Image region labeling entries
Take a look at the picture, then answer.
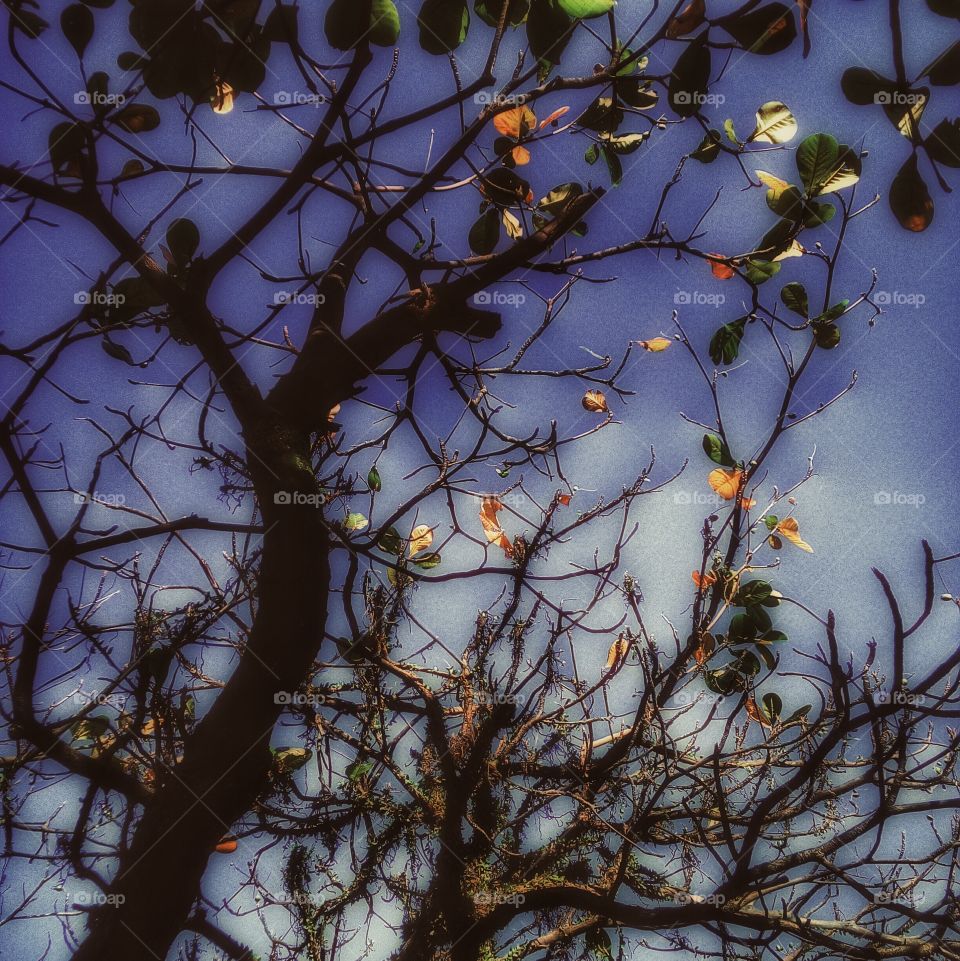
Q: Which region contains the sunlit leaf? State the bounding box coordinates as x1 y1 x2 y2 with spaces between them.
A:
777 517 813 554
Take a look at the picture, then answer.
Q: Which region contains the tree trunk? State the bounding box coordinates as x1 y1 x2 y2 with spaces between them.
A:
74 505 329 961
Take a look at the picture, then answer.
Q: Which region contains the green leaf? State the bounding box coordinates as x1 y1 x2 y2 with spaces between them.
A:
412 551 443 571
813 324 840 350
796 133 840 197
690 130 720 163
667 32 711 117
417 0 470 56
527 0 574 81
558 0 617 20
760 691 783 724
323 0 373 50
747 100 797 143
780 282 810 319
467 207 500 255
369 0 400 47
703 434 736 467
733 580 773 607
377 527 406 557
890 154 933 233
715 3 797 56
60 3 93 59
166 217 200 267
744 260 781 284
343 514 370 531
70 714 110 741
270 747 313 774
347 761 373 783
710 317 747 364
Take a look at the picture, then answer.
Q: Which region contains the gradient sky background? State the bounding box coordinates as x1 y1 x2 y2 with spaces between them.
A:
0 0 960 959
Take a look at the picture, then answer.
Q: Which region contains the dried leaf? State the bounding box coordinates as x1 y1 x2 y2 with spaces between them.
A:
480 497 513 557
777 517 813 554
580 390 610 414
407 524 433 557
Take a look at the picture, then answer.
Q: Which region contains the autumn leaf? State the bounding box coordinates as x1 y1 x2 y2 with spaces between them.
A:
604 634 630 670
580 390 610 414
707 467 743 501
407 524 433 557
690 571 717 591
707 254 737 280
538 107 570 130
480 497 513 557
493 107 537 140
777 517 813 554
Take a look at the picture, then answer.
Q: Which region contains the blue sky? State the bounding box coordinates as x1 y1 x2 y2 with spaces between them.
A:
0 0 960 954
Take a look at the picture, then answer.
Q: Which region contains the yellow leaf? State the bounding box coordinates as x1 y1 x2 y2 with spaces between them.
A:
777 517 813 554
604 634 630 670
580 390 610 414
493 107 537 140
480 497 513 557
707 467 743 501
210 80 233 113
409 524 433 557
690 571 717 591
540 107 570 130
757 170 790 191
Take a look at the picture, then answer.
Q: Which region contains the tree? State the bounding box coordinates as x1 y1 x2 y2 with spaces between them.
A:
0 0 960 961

Short problem
Write out each entry exactly as given, but skip the pictures.

Expected output
Take a look at the picture, then answer.
Q: Which region contains the sunlit leaf? State the bounding box coordinates as x1 y1 x2 y2 with spaces between them.
A:
777 517 813 554
Take a look at the picture, then answer.
Q: Which region contains the tree trunk? State the bounding box coordinates as x1 y1 x2 y2 with spaces between them.
A:
74 505 329 961
Take a look at the picture, then answer.
Q: Which region contains the green leaf? State the bounding box coordinates as x1 y1 x2 y2 with spaces between them.
A:
412 551 443 571
813 324 840 350
796 133 840 197
690 130 720 163
667 32 711 117
417 0 470 56
527 0 574 81
558 0 617 20
760 691 783 724
323 0 373 50
747 100 797 143
780 282 810 319
467 207 500 255
369 0 400 47
703 434 736 467
733 580 773 607
377 527 406 557
890 154 933 233
715 3 797 56
60 3 93 59
166 217 200 267
744 260 781 284
343 514 370 531
70 714 110 741
270 747 313 774
347 761 373 783
710 317 747 364
Take a look at the picture, then answer.
Q: Which region contains the gradient sky background? State the bounding box coordinates as x1 y1 x2 y2 with spaces between them.
A:
0 0 960 959
Take a look at the picture, then answer.
Q: Which region contains the dried leaf? State the bounding box coordinates as x1 y1 x2 y2 with spaces between them.
A:
480 497 513 557
777 517 813 554
580 390 610 414
407 524 433 557
Take a look at the picture, then answer.
Q: Which region contains the autumn leaf? State the bounding box coordinates as x1 y1 x2 y2 with spaces between them.
A:
604 634 630 670
580 390 610 414
707 467 743 501
407 524 433 557
690 571 717 591
707 254 737 280
538 107 570 130
480 497 513 557
493 107 537 140
777 517 813 554
Take a look at the picture, then answer.
Q: Which region contains the blue sky? State the bounding box coordinates as x1 y1 x2 y2 with spaces between them.
A:
0 0 960 954
Take a look at the picture, then answer.
Q: Which region contains the yellow leaf? State the bounding box coordinates as x1 y1 x2 y2 with spaces between them.
A:
777 517 813 554
604 634 630 670
580 390 610 414
493 107 537 140
480 497 513 557
707 467 743 501
210 80 233 113
409 524 433 557
690 571 717 591
540 107 570 130
757 170 790 191
Take a look at the picture, then answer.
Q: Which region contains the tree? State the bounding box coordinates as x1 y1 x2 y2 with spaces between them.
A:
0 0 960 961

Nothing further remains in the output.